-- Selected extract --
= Beginning of Section =

Fans of speedway today received a hammer blow with news that their sport will not make a comeback at the new Odsal Stadium.
Any lingering hopes of a return to the days when Bradford Dukes ruled the roost have been dashed in new stadium plans.
Bradford Bulls media manager Stuart Duffy said: "We have no plans for speedway or any other motorsport at Odsal."
Life-long fan and an associate member of the Veterans Speedway Riders' Association, Paul Stephenson, said: "It's a tragedy. There is a call for speedway in the city. It is silly to just concentrate on rugby in a magnificent stadium like this.
"Look at Cardiff's Millennium Stadium. They can put in a track and cater for everybody - they could have done this at Odsal.
"It's true the crowds were dropping during the last season in Bradford but attendances were affected everywhere. With all the Sky interest in speedway recently, they would have come back."
Speedway crashed out of the city in 1997 - at a time when the Bradford Dukes were Elite League champions.
Just 12 years earlier, 37,000 fans packed into Odsal Stadium to see one of the greatest world finals when it needed a three-man run-off to decide the winner.
The great Dane Erik Gundersen, defending the title he had won in Gothenburg, came out on top again.
Another great occasion was 1990 when speedway's greatest past-masters, including Ivan Mauger and Barry Briggs, were paraded before the crowd at the world speedway championship - this time watched by 27,000 people.

= End of Section =

-- Data extracts --
= Beginning of Section =

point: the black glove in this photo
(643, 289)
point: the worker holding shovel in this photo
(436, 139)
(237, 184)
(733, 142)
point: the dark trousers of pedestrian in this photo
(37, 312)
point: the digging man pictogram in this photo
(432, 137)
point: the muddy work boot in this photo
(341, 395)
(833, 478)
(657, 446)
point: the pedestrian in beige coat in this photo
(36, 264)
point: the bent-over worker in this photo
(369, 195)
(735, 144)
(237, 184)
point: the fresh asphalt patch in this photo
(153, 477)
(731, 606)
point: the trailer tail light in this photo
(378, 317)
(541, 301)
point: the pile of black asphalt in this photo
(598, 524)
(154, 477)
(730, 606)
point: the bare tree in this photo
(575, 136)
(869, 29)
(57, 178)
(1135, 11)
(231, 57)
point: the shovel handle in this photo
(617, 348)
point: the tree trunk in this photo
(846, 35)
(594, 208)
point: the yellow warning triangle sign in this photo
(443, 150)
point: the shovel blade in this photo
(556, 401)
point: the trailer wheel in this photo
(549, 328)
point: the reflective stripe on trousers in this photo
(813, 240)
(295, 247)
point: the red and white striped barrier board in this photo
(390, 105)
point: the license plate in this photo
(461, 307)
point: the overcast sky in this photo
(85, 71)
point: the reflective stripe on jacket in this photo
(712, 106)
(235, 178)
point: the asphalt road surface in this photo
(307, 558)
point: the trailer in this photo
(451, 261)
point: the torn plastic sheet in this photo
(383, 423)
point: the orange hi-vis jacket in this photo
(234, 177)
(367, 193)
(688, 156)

= End of Section =

-- What to work on --
a - According to the speedway text, in what year did speedway leave Bradford?
b - Pick up the speedway text where it stops and continue it.
The records were taken from a different source than the text.

-- Answers --
a - 1997

b -
Twenty-four-year-old Swedish outsider Per Jonsson was the surprise winner.
The staging of the event and standard of track in Bradford impressed many of the representatives of the FIM, the international ruling body.
That was a far cry from 1945 when speedway made its entrance at Odsal.
In June, 1945 of that year, nearly 20,000 fans paid to watch the sport. All the profits went to the Lord Mayor's British Legion Appeal. There were spills and collisions all evening - understandable because there had not even been a trial run on the new track.
A year later two serious crashes which put two riders into St Luke's Hospital brought cries of "unsafe track".
But speedway went on to thrill many thousands of people in the city.
Mr Stephenson added: "It's all very, very sad. Bradford is going to miss out and that's a shame."